EXTRACTED RECORDS ::
===

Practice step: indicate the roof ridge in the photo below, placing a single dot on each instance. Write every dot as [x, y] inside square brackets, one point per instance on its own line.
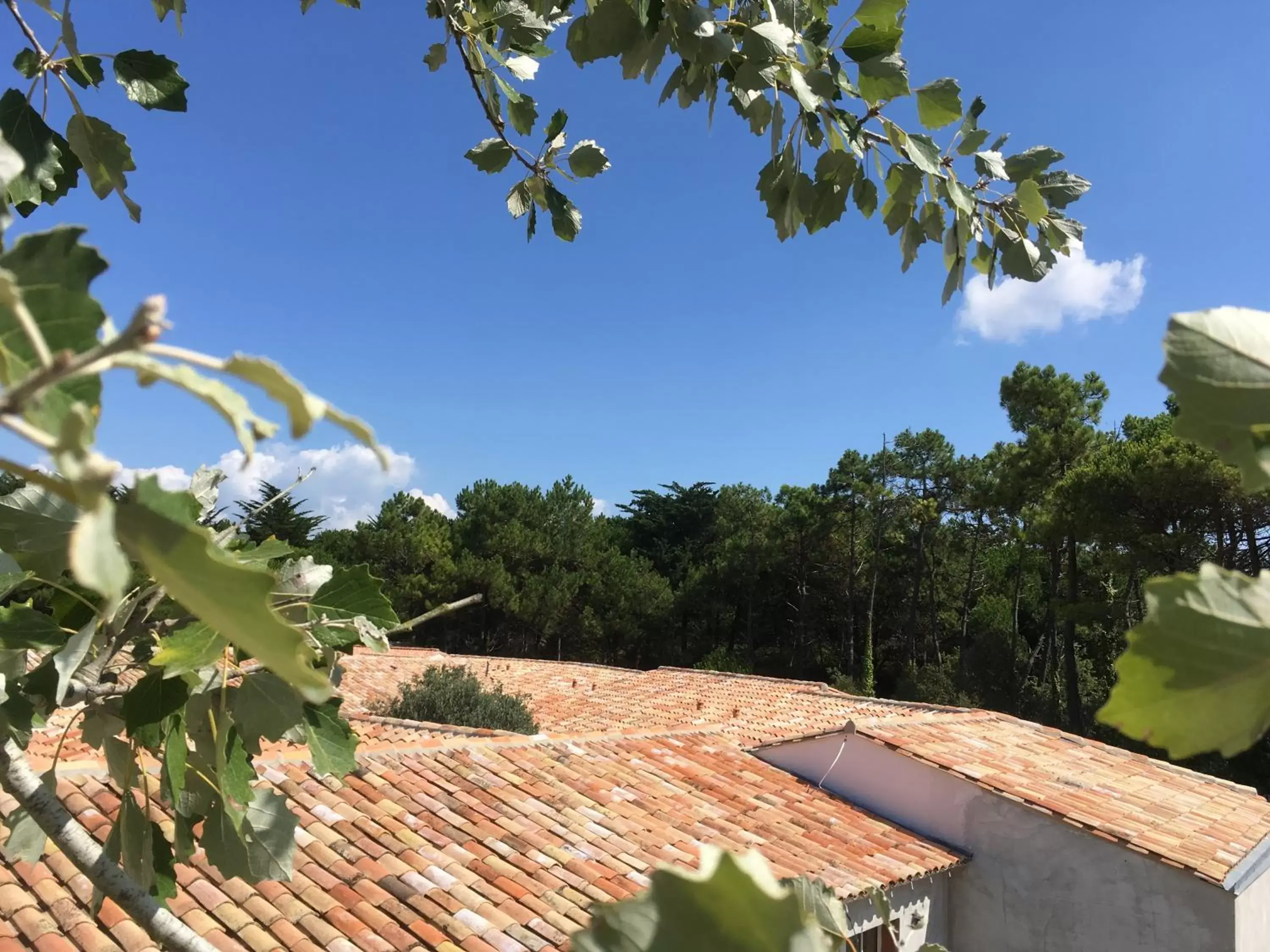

===

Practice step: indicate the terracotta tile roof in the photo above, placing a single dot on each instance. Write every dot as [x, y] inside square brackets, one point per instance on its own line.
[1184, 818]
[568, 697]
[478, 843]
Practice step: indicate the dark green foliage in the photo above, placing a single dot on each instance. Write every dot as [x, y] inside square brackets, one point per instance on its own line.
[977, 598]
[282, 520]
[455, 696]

===

WORK TO COMPLETE ::
List each line of the records above that contains the word "square", copying the lines word for word. Matching is case-sensitive.

WRITTEN ANSWER ::
Practice step: indicate the roof ridge in the photo below, placing a single dot on each instance. Write every dot as [x, y] inside square brackets, one point per instance on its own line.
Practice step: indicate the terracotta tile roof in the photo above, placing a single dot on each instance. Write every dot as [x, y] inside square brackets, one point per instance on its own line.
Practice step: indicate the dark green foliage in the photo above, placing a single dot on each instance. Write every dot as [x, y] inside square brackets, one point per instance on its own line.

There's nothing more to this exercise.